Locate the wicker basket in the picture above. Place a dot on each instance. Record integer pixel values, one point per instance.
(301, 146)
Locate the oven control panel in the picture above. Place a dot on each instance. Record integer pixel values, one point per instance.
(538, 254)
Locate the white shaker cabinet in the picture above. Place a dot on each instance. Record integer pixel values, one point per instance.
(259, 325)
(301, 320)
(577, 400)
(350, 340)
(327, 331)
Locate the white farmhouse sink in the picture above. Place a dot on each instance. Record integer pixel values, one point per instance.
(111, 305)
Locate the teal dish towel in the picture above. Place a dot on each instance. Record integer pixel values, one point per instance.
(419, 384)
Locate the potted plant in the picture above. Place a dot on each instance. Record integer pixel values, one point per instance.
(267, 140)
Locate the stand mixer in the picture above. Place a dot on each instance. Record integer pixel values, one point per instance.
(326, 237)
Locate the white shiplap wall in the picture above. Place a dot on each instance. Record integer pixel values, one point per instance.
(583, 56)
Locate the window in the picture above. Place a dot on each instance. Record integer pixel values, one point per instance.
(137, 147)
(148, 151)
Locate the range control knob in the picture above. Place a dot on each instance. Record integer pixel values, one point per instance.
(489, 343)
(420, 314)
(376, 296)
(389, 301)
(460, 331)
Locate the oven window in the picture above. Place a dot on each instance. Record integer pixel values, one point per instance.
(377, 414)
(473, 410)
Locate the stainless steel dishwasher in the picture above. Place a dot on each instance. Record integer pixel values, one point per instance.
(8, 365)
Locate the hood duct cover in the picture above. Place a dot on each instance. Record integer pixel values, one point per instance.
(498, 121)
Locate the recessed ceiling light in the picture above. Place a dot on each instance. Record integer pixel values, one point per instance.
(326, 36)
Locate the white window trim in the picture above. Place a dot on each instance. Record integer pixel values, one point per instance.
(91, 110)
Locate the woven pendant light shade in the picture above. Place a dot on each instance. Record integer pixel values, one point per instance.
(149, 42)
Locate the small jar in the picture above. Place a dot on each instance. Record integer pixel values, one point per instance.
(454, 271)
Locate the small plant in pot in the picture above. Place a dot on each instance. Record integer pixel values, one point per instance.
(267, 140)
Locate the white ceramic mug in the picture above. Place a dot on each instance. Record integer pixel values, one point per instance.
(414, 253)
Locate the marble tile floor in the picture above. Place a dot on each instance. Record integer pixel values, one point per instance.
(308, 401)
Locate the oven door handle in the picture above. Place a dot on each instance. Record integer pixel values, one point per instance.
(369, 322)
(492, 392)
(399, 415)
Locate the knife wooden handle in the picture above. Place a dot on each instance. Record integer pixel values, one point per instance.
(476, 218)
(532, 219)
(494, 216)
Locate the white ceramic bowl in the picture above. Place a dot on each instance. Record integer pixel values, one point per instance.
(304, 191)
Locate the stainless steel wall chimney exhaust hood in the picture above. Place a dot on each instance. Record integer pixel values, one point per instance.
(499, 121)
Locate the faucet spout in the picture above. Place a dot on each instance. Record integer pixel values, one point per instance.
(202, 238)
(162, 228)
★ ★ ★ ★ ★ ★ ★
→ **WHAT TO WORK ON**
Every record above must be set down again, word for word.

→ **RESULT OF THE TASK**
Locate the wicker basket in the picture above. Place a dot on each instance. Record integer pixel values, one point per instance.
(301, 146)
Locate the oven control panel in the picture above. Place a dot on each instance. Record integer pixel values, one point per instance.
(538, 254)
Locate the white shaker cabinet in the picture above. Place a dot on each instance. Record integer pixel values, one point per instance.
(259, 325)
(301, 320)
(577, 400)
(350, 340)
(327, 331)
Locate the white farmhouse sink in the picture above. Place a dot on each instance. Record integer pixel values, one point per instance.
(111, 305)
Locate the teal dish towel in the picture above. Place a dot on each instance. Record integer pixel values, one point per instance.
(419, 384)
Locate the potted plant in the picture above. Place a dot on each instance. Record integer pixel values, one point per instance.
(267, 140)
Locate the stand mixer in the picture above. Place a dot on each instance. Record integer pixel values, one point per instance.
(326, 237)
Locate the white shiplap wall in the picture above. Place a dot on each instance. Record integer pixel values, one point per instance.
(583, 56)
Locate the window in the picture above. Place a dot on each instance. Record integer pixel values, one point per instance.
(137, 147)
(148, 151)
Locate the range control knob in the picture above. Place a dot on each instance. Record integer pixel values, one point per instance.
(489, 343)
(420, 314)
(376, 296)
(389, 301)
(460, 331)
Locate the oven window in the picture above. Place a dot on each instance. Record integer pixel values, one point per instance.
(377, 414)
(473, 410)
Locate the stainless steel dishwasher in the picture above. Place a dot on each instance. Record integer pixel values, one point per instance.
(8, 365)
Locate the hood duct cover in the picture above. Place a dot on each instance. Record integer pixel values, one point per instance.
(498, 121)
Locate the recessed ceiling light in the picture above. Place a dot on each instance. Record integer pixel values, one point per instance.
(326, 36)
Locate the white window trim in the picture above. Place a dot on each instance. Record integer pixel values, one point per instance.
(91, 110)
Locate the woven pendant light shade in the picture above. Place a dot on each instance. Record integer pixel values, one point per instance.
(149, 42)
Locate the small jar in the picture above. Place a dot on each instance. Record integer pixel values, one point per instance.
(454, 271)
Locate the small plant in pot in the picture above. Place a dot on each instance. Record integer pixel values, one point per instance.
(267, 140)
Locate the white ceramic mug in the picture above. Place a dot on each instance. Record integer pixel values, one point per instance.
(414, 253)
Locate the marble tile floor in the picture above. Place a dot on each instance. Record integer pixel values, one point per instance.
(308, 401)
Locate the oven door handle in the picture above. Place a dot on each instance. Record integer pixel values, one point per instance.
(369, 322)
(492, 392)
(399, 415)
Locate the knife wooden handle in the picture above. Place a dot on each instance. Record integer pixel values, one point per instance.
(476, 218)
(532, 219)
(494, 216)
Locate the white ceramic bowl in the picture above. Place a dot on each instance. Record integer pixel values, one point per instance.
(304, 191)
Locate the stainless steel wall chimney exhaust hood in the picture above. Place a dot on each instance. Record integer pixel values, one point per instance.
(499, 121)
Locate the faucet spout in the picture above. Place a dot on each instance. Record integer pixel values, one point per instance.
(202, 238)
(162, 228)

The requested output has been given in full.